▸ Description of the task
Render every line of the items below as a JSON list of strings, with one string per line and blank lines omitted.

####################

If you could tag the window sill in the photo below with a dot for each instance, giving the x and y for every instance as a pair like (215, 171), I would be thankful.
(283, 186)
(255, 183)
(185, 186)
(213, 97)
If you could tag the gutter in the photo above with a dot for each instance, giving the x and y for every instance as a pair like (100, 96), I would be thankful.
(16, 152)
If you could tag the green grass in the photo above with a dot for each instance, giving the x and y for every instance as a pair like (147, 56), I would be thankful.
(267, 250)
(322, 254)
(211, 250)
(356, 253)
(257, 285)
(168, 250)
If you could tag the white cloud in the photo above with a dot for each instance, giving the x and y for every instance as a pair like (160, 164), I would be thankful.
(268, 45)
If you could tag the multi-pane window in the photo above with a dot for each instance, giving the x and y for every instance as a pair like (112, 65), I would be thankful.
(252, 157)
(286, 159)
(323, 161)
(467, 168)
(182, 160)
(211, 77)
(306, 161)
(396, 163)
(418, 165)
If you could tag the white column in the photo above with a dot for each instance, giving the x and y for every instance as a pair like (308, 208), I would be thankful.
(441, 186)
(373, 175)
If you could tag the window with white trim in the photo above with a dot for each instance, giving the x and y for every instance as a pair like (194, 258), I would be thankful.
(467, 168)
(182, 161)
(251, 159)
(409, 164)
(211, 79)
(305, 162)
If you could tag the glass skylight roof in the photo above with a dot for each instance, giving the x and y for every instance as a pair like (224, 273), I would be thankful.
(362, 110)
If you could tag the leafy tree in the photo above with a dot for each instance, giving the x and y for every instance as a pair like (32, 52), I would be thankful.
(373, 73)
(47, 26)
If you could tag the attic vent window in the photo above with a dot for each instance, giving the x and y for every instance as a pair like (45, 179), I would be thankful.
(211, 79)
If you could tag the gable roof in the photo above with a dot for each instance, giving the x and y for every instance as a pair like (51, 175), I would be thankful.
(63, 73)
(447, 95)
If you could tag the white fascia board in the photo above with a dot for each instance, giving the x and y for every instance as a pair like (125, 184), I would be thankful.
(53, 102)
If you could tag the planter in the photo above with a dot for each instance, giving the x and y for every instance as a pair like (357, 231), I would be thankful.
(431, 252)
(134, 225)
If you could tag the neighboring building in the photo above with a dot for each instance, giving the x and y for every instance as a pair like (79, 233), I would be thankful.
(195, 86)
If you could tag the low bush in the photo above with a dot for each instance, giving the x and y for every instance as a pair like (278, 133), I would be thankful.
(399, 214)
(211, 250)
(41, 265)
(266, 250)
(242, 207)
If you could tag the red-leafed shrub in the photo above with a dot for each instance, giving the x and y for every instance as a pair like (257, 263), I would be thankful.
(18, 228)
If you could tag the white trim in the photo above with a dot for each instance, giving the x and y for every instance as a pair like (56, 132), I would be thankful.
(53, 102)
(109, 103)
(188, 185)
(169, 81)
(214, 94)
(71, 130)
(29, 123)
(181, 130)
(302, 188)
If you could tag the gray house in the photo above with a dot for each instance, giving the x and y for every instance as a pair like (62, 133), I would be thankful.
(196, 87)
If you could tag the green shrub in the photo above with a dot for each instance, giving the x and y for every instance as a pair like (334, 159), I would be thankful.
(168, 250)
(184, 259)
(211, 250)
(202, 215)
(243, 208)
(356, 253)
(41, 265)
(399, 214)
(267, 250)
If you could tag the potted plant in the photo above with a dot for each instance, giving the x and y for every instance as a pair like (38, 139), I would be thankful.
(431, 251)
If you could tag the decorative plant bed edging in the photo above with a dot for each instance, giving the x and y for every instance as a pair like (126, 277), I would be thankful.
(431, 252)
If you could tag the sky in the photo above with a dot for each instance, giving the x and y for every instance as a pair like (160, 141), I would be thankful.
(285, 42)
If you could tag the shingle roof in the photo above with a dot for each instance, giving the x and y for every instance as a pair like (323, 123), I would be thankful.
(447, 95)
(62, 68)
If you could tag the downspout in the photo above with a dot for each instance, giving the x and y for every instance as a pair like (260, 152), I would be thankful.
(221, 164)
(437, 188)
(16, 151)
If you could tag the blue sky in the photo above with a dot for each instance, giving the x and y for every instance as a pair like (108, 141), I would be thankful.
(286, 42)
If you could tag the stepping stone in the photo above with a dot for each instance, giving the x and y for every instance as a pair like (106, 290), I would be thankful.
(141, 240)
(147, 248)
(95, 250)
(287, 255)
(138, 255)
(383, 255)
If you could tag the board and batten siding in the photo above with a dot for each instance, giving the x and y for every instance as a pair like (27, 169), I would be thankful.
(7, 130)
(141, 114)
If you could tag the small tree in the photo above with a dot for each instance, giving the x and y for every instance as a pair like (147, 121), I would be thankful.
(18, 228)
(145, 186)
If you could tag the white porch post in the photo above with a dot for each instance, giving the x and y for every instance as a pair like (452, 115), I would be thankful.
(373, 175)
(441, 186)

####################

▸ In response
[
  "If you could tag the window sill in the photo below with a dot for each instance, giving the x and y for every instance as a pair like (215, 171), I would be thankful.",
  "(283, 186)",
  "(255, 183)",
  "(185, 186)",
  "(213, 97)",
  "If you could tag the gutter in the photo above with a dot for each instance, giving the x and y for every instance as a pair like (100, 96), I would be thankful.",
  "(16, 152)",
  "If you could tag the green grass in the photo above with a dot for each instance, giving the x and y for every instance as a pair like (147, 56), I would be thankful.",
  "(267, 250)",
  "(322, 254)",
  "(211, 250)",
  "(356, 253)",
  "(257, 285)",
  "(168, 250)",
  "If you could tag the white cloud in the photo above with a dot for each instance, giving the x and y for every instance as a pair like (160, 164), I would be thankful.",
  "(268, 45)",
  "If you could tag the multi-pane window in the photo above with a dot for each instance, giving the x and y for every instance as a pair like (112, 65), I would be thankful.",
  "(252, 157)",
  "(286, 159)",
  "(323, 161)",
  "(467, 168)",
  "(182, 160)",
  "(211, 77)",
  "(306, 161)",
  "(396, 163)",
  "(418, 165)",
  "If you could tag the white column in the photo above with a dot for each instance, giving the x and y for every instance as a pair like (308, 208), I would be thankful.",
  "(441, 186)",
  "(373, 175)",
  "If you could tag the window with white trim in the photo above with a dot for each instance, giving the x and y for every instance as a pair like (194, 258), I would be thankful.",
  "(467, 168)",
  "(182, 161)",
  "(251, 159)",
  "(409, 164)",
  "(211, 79)",
  "(305, 162)",
  "If you could tag the glass skylight roof in the photo above with a dot for each instance, giving the x and y for every instance as a pair like (224, 273), I would be thankful.",
  "(362, 110)",
  "If you could tag the leafy tree in the photo above with a dot for each instance, giving the x and y for every instance as a pair like (32, 52), I would be thankful.",
  "(373, 73)",
  "(47, 26)",
  "If you could tag the attic vent window in the photo above with a dot for each instance, giving the x and y for every instance as a pair like (45, 179), I would be thankful.",
  "(211, 79)",
  "If you could tag the gable roof in the photo above with a dot for each instance, giving the x and y for every instance as a pair like (51, 175), I would be thankful.",
  "(63, 73)",
  "(447, 95)",
  "If you could tag the white fascia board in the photo above with a dot for each instance, giving the x and y for every instance as a pair like (125, 184), I would be thankful.",
  "(53, 102)",
  "If you could tag the planter in the photo above with a dot for each instance, giving the x and y for every instance as a pair like (357, 231), I would be thankful.",
  "(431, 252)",
  "(134, 225)",
  "If you could tag the neighboring building in the photo above with a dot for each instance, giving the x and y for every instance as a pair like (79, 233), I would be thankful.",
  "(195, 86)",
  "If you could tag the low bush in the photo above with a dot for each instance, giving the x and y for every instance as a pair like (278, 133), I would be thankful.",
  "(399, 214)",
  "(211, 250)",
  "(41, 265)",
  "(266, 250)",
  "(242, 207)",
  "If you could tag the red-leafed shrub in the photo above with a dot for each instance, giving the x and y for every instance as a pair like (257, 263), I would be thankful.",
  "(18, 228)",
  "If you could tag the white trim in the photo above with a dot for each instance, giving the x and y for every instance as a pair like (56, 132), I would be thankful.",
  "(53, 102)",
  "(109, 103)",
  "(188, 185)",
  "(169, 81)",
  "(214, 94)",
  "(71, 130)",
  "(29, 123)",
  "(181, 130)",
  "(302, 188)",
  "If you could tag the gray house in the photo above with a dot for each instance, giving the x and y for every instance as a pair like (62, 133), I would be thankful.",
  "(196, 87)",
  "If you could tag the green shrub in the photo above with a dot for each instance, giving the x and y for every instance as a pair like (334, 159), I would be thankful.",
  "(168, 250)",
  "(184, 259)",
  "(211, 250)",
  "(202, 215)",
  "(243, 208)",
  "(356, 253)",
  "(41, 265)",
  "(399, 214)",
  "(267, 250)",
  "If you could tag the potted plant in the photo above with a dot for each instance, giving the x and y for every instance as a pair like (38, 139), I would be thankful.",
  "(431, 251)",
  "If you could tag the decorative plant bed edging in the photo above with a dot for each instance, giving the x and y for every instance as a pair like (126, 277), I would be thankful.",
  "(431, 252)",
  "If you could tag the sky in the photo above with a dot for each instance, giving the x and y for every instance as a pair like (160, 141), I would be thankful.",
  "(285, 42)",
  "If you could tag the shingle roof in the photo above with a dot for each instance, giving the x and y for every instance as a pair like (323, 123), I would be thankful.",
  "(447, 95)",
  "(62, 68)",
  "If you could tag the downspout in the photo above with a dot for each instance, giving the x and y for every instance as a pair like (260, 152), I would be thankful.",
  "(221, 164)",
  "(437, 188)",
  "(16, 151)",
  "If you could tag the blue sky in the photo above with a dot for each instance, giving the x and y for every instance as a pair like (108, 141), I would be thankful.",
  "(286, 42)",
  "If you could tag the stepping stone in the photo above with a dot for each instance, giving the x and y for every instance as a pair like (106, 290), I would be thankful.",
  "(141, 240)",
  "(147, 248)",
  "(95, 250)",
  "(287, 255)",
  "(138, 255)",
  "(383, 255)",
  "If you could tag the board and batten siding in the photo above with a dot for each instance, giving the x and y for every instance as a pair like (27, 169), I would be thankful.",
  "(7, 130)",
  "(141, 114)",
  "If you could tag the small tree in the photo above with a dot for each instance, giving the x and y for every instance as a pair like (147, 121), I would be thankful.",
  "(18, 228)",
  "(145, 186)",
  "If you could tag the white porch post in the photo above with a dot for each instance, giving the x and y for every instance as a pair like (452, 115), I would be thankful.",
  "(373, 175)",
  "(441, 186)"
]